Start of Extracted information

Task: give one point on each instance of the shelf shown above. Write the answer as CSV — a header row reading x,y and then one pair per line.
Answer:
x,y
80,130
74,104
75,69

End of Extracted information

◆ Task statement ◆
After the last line of the data, restate all the entries verbatim.

◆ Exercise result ◆
Task: give one point on each instance of the shelf shown above. Write the answer as CSV — a header row reading x,y and then one pair per line.
Answer:
x,y
80,130
74,104
75,69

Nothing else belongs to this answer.